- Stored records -
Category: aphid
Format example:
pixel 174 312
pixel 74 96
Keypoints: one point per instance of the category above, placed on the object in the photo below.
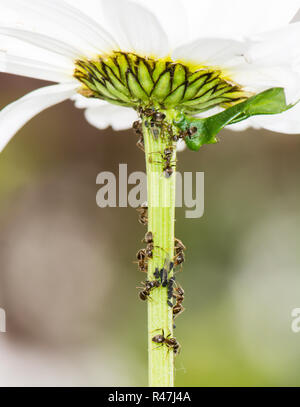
pixel 179 296
pixel 179 245
pixel 146 289
pixel 179 248
pixel 171 343
pixel 189 132
pixel 148 238
pixel 143 214
pixel 171 283
pixel 141 255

- Problem to work on -
Copy the data word for word, no pictures.

- Answer section -
Category: aphid
Format example:
pixel 174 312
pixel 74 96
Keypoints: one point per instance of the category above, placed on the object in the photo below.
pixel 179 296
pixel 179 245
pixel 146 289
pixel 179 248
pixel 171 343
pixel 189 132
pixel 148 238
pixel 143 214
pixel 171 283
pixel 141 255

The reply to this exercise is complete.